(Beginning of Material for this exercise)

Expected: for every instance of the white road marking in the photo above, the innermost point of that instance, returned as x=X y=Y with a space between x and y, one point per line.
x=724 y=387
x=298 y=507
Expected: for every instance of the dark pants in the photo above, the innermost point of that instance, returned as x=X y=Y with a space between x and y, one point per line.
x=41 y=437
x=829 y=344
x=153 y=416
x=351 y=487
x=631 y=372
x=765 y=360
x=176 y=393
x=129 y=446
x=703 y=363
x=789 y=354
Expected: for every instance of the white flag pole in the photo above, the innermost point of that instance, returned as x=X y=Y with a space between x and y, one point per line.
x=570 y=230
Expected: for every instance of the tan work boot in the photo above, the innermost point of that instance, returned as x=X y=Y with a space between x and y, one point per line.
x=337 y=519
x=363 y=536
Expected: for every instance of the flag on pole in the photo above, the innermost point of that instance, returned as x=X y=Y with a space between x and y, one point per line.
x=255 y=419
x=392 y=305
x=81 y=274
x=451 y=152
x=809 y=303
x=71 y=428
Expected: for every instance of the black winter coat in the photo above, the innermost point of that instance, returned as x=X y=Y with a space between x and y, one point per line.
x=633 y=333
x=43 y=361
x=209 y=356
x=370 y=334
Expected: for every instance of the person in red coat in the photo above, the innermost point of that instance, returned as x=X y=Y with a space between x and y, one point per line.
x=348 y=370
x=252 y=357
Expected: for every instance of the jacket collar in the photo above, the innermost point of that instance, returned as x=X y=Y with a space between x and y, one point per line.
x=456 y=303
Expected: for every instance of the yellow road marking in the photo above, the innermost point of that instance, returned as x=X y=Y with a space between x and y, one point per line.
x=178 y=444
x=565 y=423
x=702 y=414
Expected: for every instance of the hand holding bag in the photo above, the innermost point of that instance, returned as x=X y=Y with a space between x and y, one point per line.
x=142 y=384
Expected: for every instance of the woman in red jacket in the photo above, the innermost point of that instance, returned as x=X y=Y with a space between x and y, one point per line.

(End of Material for this exercise)

When you respond, give the whole listing again exactly as written.

→ **Answer to this exercise**
Expected: for every instance of the white road marking in the photo above, the innermost point of that instance, returned as x=X y=Y with a space between x and y, one point per line.
x=724 y=387
x=298 y=507
Expected: for every instance of the dark pants in the photo above, the innermost point of that instance, returned as x=X y=Y with a space between x and y, one point per line.
x=41 y=437
x=829 y=344
x=153 y=416
x=351 y=487
x=631 y=372
x=765 y=360
x=176 y=393
x=129 y=446
x=703 y=363
x=789 y=354
Expected: for every instance of the white flag pole in the photo above, the innermost point of that instance, returned as x=X y=Y with a space between x and y, one point per line.
x=570 y=230
Expected: for every instance of the tan work boot in the photo above, the innermost point of that instance, returned as x=X y=Y with a space between x and y, one point per line.
x=337 y=519
x=363 y=536
Expected: for every instance of the flag on pole in the photo above, the innermost point of that instance, returned as x=X y=Y with a space between x and y, one point per line.
x=255 y=419
x=392 y=305
x=81 y=274
x=451 y=152
x=809 y=303
x=71 y=428
Expected: for every instance of the black winter coat in the photo above, the innermost point of that instance, returned as x=X y=Y with a space between x and y, one point per line.
x=633 y=333
x=43 y=361
x=209 y=356
x=370 y=334
Expected: for every instance of the person in red coat in the photo above, the innermost point of that instance, returned as x=X y=Y with a space between x and y, one point per line.
x=348 y=370
x=252 y=357
Expected: for every instance of the jacket collar in the photo above, the innermost point of that instance, returned as x=X y=Y with a space between x and y, one point per line.
x=456 y=303
Expected: for every instance of the yellow road marking in the photo above, the innermost point of that instance, returned as x=X y=Y with a space between x and y, one point per line.
x=178 y=444
x=565 y=423
x=702 y=414
Expected: for every instance of the hand holding bag in the photo above, the innermost point of that instance, returned as x=X y=Y with a space between x and y, one point per line.
x=142 y=384
Expected: for every instance of the woman in red jacket in the photo above, the innermost point of that instance, returned as x=X y=Y with a space between x and y, one point per line.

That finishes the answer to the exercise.